PERMINTAAN TERTULIS 1:
Ambil baris-baris daftar mulai dari baris pertama daftar hingga baris yang memuat "55 99 L 60 55", kedua ujungnya ikut disertakan, lalu salin tanpa mengubah satu karakter pun. Jangan sertakan gambar dalam jawaban.

TEKS HASIL EKSTRAKSI:
+ + + +

DENGAN maraknya korupsi di
Indonesia yang sampai tanpa batas, baik batas jumlah uang yang dikorupsi
maupun batas moral orang yang melakukan korupsi, kita ramai-ramai mencari
akal untuk memberantasnya. Di antaranya dengan cara membuat para pelaku
korupsi menjadi jera.
Agar menjadi jera, antara lain,
pelaku itu harus dibuat malu di lingkungan sosialnya, misalnya dengan
menyuruh para tersangkanya mengenakan baju tahanan apabila ditahan. Cara
lain adalah dengan memiskinkan terpidana korupsi. Dan, yang terjadi akhir-
akhir ini adalah apa yang dilakukan MA dengan menjatuhkan hukuman berat
bagi terpidana Angelina Sondakh atau yang biasa dipanggil Angie.
Masyarakat bersorak-sorai
menyambut keputusan MA itu dan hakim agung yang memutuskan perkaranya
disambut bak pahlawan yang berani dalam ikut serta memperjuangkan
pemberantasan korupsi. Putusannya akan dijadikan yurisprudensi agar
hakim-hakim bawahan mengambil pedoman pada putusan tersebut.
Saya seorang yang berjiwa
antikorupsi. Tapi nanti dulu, apabila saya ditanya tentang apresiasi saya
terhadap putusan itu. Saya masih akan mempertanyakan apakah putusan itu
sudah mempertimbangkan selengkap- lengkapnya hal-hal yang meliputi tindak
pidana itu. Misalnya bahwa hasil korupsi yang dilakukan terpidana itu telah
dibagi-bagikan kepada teman-teman sesamanya dan bahwa teman-temannya masih
bebas berkeliaran.
Sudah tepatkah hukuman 12 tahun
itu. Memang bagi seorang hakim, soal ”ukuran pemidanaan” itu adalah yang
paling sulit, tapi mengapa 12 tahun dan tidak 10 tahun atau 15 tahun? Kalau
12 tahun dianggap sudah cukup untuk membuat orang jera untuk berbuat
korupsi, hal itu, menurut pendapat saya, masih merupakan hal yang perlu
dibuktikan terlebih dahulu dengan melihat perkembangan selanjutnya. Belum
tentu habis ini korupsi akan menurun jumlahnya. Ataukah, hukuman 12 tahun
itu sekadar untuk menambah berat hukuman yang dijatuhkan pengadilan judex
facti?

+ + + +

DATA TUGAS:
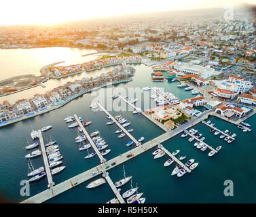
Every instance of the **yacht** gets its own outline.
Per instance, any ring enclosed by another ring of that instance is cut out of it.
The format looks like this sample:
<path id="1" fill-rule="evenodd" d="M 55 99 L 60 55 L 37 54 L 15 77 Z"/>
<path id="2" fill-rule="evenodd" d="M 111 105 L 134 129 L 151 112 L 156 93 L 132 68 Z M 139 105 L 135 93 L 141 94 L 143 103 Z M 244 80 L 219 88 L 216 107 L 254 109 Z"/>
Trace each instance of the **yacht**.
<path id="1" fill-rule="evenodd" d="M 189 167 L 190 165 L 191 165 L 194 161 L 195 161 L 195 159 L 191 159 L 190 160 L 187 161 L 186 163 L 185 163 L 185 165 L 187 166 L 187 167 Z"/>
<path id="2" fill-rule="evenodd" d="M 87 144 L 83 145 L 81 147 L 79 148 L 79 151 L 84 151 L 90 149 L 92 146 L 90 144 Z"/>
<path id="3" fill-rule="evenodd" d="M 42 172 L 39 173 L 39 174 L 32 177 L 31 179 L 29 179 L 28 180 L 28 182 L 32 182 L 37 181 L 37 180 L 42 178 L 43 177 L 44 177 L 45 175 L 46 175 L 46 173 L 45 172 Z"/>
<path id="4" fill-rule="evenodd" d="M 126 127 L 128 126 L 130 124 L 130 122 L 129 123 L 126 123 L 123 124 L 122 126 L 123 126 L 123 127 Z"/>
<path id="5" fill-rule="evenodd" d="M 141 137 L 141 138 L 139 138 L 139 139 L 138 140 L 138 142 L 141 142 L 143 141 L 144 139 L 145 139 L 145 138 L 144 138 L 143 136 L 143 137 Z"/>
<path id="6" fill-rule="evenodd" d="M 156 151 L 152 153 L 152 155 L 156 155 L 160 153 L 161 151 L 162 151 L 162 149 L 158 149 L 156 150 Z"/>
<path id="7" fill-rule="evenodd" d="M 77 127 L 77 126 L 78 126 L 78 123 L 75 122 L 75 123 L 73 123 L 71 125 L 69 125 L 69 128 L 75 127 Z"/>
<path id="8" fill-rule="evenodd" d="M 124 137 L 125 136 L 126 136 L 125 134 L 121 134 L 120 135 L 119 135 L 119 136 L 117 136 L 117 138 L 123 138 L 123 137 Z"/>
<path id="9" fill-rule="evenodd" d="M 179 159 L 180 161 L 182 161 L 183 159 L 185 159 L 186 157 L 187 157 L 186 155 L 182 155 L 181 157 L 180 157 L 179 158 Z"/>
<path id="10" fill-rule="evenodd" d="M 119 180 L 118 182 L 115 182 L 115 186 L 117 188 L 121 187 L 123 185 L 126 184 L 132 178 L 132 176 L 126 177 L 122 178 L 122 180 Z"/>
<path id="11" fill-rule="evenodd" d="M 31 149 L 35 148 L 39 145 L 39 142 L 35 142 L 26 146 L 26 149 Z"/>
<path id="12" fill-rule="evenodd" d="M 175 161 L 172 159 L 170 158 L 166 161 L 164 162 L 164 166 L 168 167 L 170 165 L 171 165 L 174 161 Z"/>
<path id="13" fill-rule="evenodd" d="M 127 199 L 127 203 L 133 203 L 134 201 L 135 201 L 137 199 L 139 199 L 143 195 L 143 193 L 141 193 L 139 194 L 136 194 L 136 195 L 132 195 L 132 197 L 129 197 Z"/>
<path id="14" fill-rule="evenodd" d="M 33 130 L 31 133 L 31 136 L 33 140 L 35 140 L 36 138 L 39 138 L 39 136 L 38 136 L 38 133 L 37 133 L 37 131 L 36 130 Z"/>
<path id="15" fill-rule="evenodd" d="M 199 163 L 193 163 L 190 167 L 189 167 L 189 169 L 191 170 L 193 170 L 194 169 L 195 169 L 198 165 Z"/>
<path id="16" fill-rule="evenodd" d="M 59 172 L 62 172 L 66 167 L 65 165 L 62 165 L 61 167 L 56 167 L 52 170 L 51 170 L 52 175 L 55 175 L 56 174 L 58 174 Z"/>
<path id="17" fill-rule="evenodd" d="M 129 141 L 126 143 L 126 146 L 130 146 L 133 144 L 133 141 Z"/>
<path id="18" fill-rule="evenodd" d="M 179 153 L 179 150 L 176 150 L 175 151 L 172 152 L 172 155 L 173 156 L 175 156 L 177 154 L 178 154 Z"/>
<path id="19" fill-rule="evenodd" d="M 92 121 L 86 121 L 86 122 L 84 122 L 83 123 L 83 125 L 84 127 L 86 127 L 88 126 L 89 124 L 91 124 L 92 123 Z"/>
<path id="20" fill-rule="evenodd" d="M 130 197 L 130 196 L 132 196 L 138 190 L 138 189 L 139 188 L 137 187 L 137 188 L 130 189 L 130 190 L 124 192 L 122 194 L 122 196 L 123 197 L 123 198 Z"/>
<path id="21" fill-rule="evenodd" d="M 107 155 L 109 153 L 110 153 L 111 150 L 111 149 L 107 149 L 107 150 L 104 150 L 103 151 L 100 153 L 101 153 L 101 155 L 104 156 L 104 155 Z"/>
<path id="22" fill-rule="evenodd" d="M 44 131 L 46 131 L 46 130 L 48 130 L 50 129 L 51 129 L 52 127 L 52 126 L 47 126 L 47 127 L 43 127 L 43 128 L 41 129 L 41 132 L 44 132 Z"/>
<path id="23" fill-rule="evenodd" d="M 163 157 L 164 155 L 165 155 L 165 152 L 164 151 L 162 151 L 160 153 L 156 155 L 153 158 L 154 159 L 160 158 L 160 157 Z"/>
<path id="24" fill-rule="evenodd" d="M 29 155 L 26 155 L 25 156 L 25 157 L 26 158 L 32 158 L 32 157 L 37 157 L 37 156 L 39 156 L 39 155 L 41 155 L 41 153 L 42 153 L 41 151 L 39 149 L 37 149 L 37 150 L 35 150 L 34 151 L 32 151 Z"/>
<path id="25" fill-rule="evenodd" d="M 122 132 L 122 130 L 118 129 L 117 130 L 116 130 L 116 131 L 115 132 L 115 134 L 120 134 L 120 133 Z"/>
<path id="26" fill-rule="evenodd" d="M 94 132 L 90 134 L 90 136 L 91 137 L 94 137 L 94 136 L 97 136 L 100 132 L 98 131 L 96 131 L 96 132 Z"/>
<path id="27" fill-rule="evenodd" d="M 185 174 L 187 173 L 187 171 L 185 170 L 184 169 L 182 169 L 178 174 L 177 174 L 177 176 L 179 178 L 179 177 L 181 177 L 183 176 L 184 176 Z"/>
<path id="28" fill-rule="evenodd" d="M 105 180 L 105 178 L 100 178 L 99 179 L 97 179 L 94 181 L 90 182 L 86 186 L 86 188 L 87 189 L 95 189 L 96 187 L 98 187 L 100 185 L 104 184 L 105 183 L 106 183 L 106 180 Z"/>
<path id="29" fill-rule="evenodd" d="M 86 159 L 92 158 L 92 157 L 94 157 L 95 155 L 96 155 L 96 153 L 93 152 L 92 153 L 90 153 L 90 154 L 88 155 L 87 156 L 86 156 L 84 158 L 86 158 Z"/>
<path id="30" fill-rule="evenodd" d="M 208 156 L 209 157 L 212 157 L 213 155 L 214 155 L 215 154 L 215 153 L 213 151 L 211 151 L 209 152 L 209 153 L 208 154 Z"/>
<path id="31" fill-rule="evenodd" d="M 142 90 L 150 90 L 151 89 L 151 87 L 143 87 L 142 89 Z"/>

+ + + +

PERMINTAAN TERTULIS 2:
Sunting opini tentang vonis korupsi ini dengan menuliskan kembali bagian yang dimulai dari "Saya seorang yang" dan berlanjut hingga "bebas berkeliaran.", serta mengganti "antikorupsi" dengan "antisuap".

HASIL AKHIR 1:
Every instance of the **yacht** gets its own outline.
Per instance, any ring enclosed by another ring of that instance is cut out of it.
The format looks like this sample:
<path id="1" fill-rule="evenodd" d="M 55 99 L 60 55 L 37 54 L 15 77 Z"/>

HASIL AKHIR 2:
Saya seorang yang berjiwa
antisuap. Tapi nanti dulu, apabila saya ditanya tentang apresiasi saya
terhadap putusan itu. Saya masih akan mempertanyakan apakah putusan itu
sudah mempertimbangkan selengkap- lengkapnya hal-hal yang meliputi tindak
pidana itu. Misalnya bahwa hasil korupsi yang dilakukan terpidana itu telah
dibagi-bagikan kepada teman-teman sesamanya dan bahwa teman-temannya masih
bebas berkeliaran.